#### Supplied entries ####

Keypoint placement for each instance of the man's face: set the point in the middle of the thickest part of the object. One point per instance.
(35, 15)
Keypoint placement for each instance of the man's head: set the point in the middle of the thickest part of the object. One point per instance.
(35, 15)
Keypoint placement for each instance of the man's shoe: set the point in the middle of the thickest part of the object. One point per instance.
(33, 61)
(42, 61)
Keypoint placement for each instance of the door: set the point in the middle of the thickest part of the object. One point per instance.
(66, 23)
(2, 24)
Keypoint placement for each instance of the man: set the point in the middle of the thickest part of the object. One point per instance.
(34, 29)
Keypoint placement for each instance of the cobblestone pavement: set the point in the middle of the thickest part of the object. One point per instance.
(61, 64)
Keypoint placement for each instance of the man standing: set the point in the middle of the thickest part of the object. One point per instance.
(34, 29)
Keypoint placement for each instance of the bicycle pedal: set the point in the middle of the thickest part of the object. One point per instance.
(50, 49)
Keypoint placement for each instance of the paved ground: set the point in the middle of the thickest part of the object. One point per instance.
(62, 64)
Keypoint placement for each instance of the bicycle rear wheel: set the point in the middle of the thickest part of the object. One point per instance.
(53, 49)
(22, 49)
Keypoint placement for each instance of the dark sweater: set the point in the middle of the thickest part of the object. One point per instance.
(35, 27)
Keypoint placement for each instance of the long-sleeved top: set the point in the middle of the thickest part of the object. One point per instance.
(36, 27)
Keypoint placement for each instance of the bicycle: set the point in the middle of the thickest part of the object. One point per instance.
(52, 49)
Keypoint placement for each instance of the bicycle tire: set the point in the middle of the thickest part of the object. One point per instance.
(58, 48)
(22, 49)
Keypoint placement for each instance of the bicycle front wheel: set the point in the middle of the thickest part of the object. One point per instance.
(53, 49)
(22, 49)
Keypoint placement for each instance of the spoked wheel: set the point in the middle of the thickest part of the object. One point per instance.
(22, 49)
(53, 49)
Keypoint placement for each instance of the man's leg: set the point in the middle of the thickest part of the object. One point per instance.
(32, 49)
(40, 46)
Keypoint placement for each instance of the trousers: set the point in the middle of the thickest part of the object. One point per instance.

####

• [Exercise objective]: Write back every line of the material exactly as it was provided.

• [Answer for the task]:
Keypoint placement for each instance of the man's face: set the point in the middle of the thickest part of the object. One point per instance.
(35, 15)
Keypoint placement for each instance of the man's head: set the point in the middle of the thickest part of the object. One point per instance.
(35, 15)
Keypoint placement for each instance of the man's shoe: set the point in the middle of the thickest part of the object. One point per instance.
(33, 61)
(42, 61)
Keypoint placement for each instance of the door: set the point in the middle of the thickest part of the object. One point per instance.
(66, 23)
(2, 24)
Keypoint placement for each instance of the man: set the point in the middle of the thickest part of the object. One point per instance.
(34, 29)
Keypoint placement for each instance of the cobblestone pavement: set the point in the middle of the thickest part of the object. One point per instance.
(61, 64)
Keypoint placement for each instance of the man standing: set the point in the middle of the thickest part of the object. One point per instance.
(34, 29)
Keypoint placement for each instance of the bicycle pedal: set the point in the middle of the thickest part of the object. One point per instance.
(50, 49)
Keypoint placement for each instance of the paved ground: set the point in the middle of the thickest part of the object. One point per instance.
(62, 64)
Keypoint placement for each instance of the bicycle rear wheel: set the point in the middle of the thickest part of the object. One point per instance.
(53, 49)
(22, 49)
Keypoint placement for each instance of the dark sweater: set the point in the middle of the thickest part of the object. One point per instance.
(35, 27)
Keypoint placement for each instance of the long-sleeved top: set the point in the middle of the thickest part of the object. One point per instance.
(36, 27)
Keypoint placement for each instance of the bicycle: set the point in the middle of the thickest part of the object. One point per instance.
(52, 49)
Keypoint placement for each instance of the bicycle tire: set the point in the middle of the thickest part of the object. One point per instance.
(58, 48)
(22, 49)
Keypoint placement for each instance of the bicycle front wheel: set the point in the middle of the thickest part of the object. One point per instance.
(53, 49)
(22, 49)
Keypoint placement for each instance of the spoked wheel: set the point in the middle of the thickest part of the object. One point per instance.
(22, 49)
(53, 49)
Keypoint placement for each instance of the man's leg: set the point in the middle of the thickest part of the object. One point per instance.
(32, 49)
(40, 46)
Keypoint placement for each instance of the trousers: set the point in the middle of the thickest part of the object. One point per instance.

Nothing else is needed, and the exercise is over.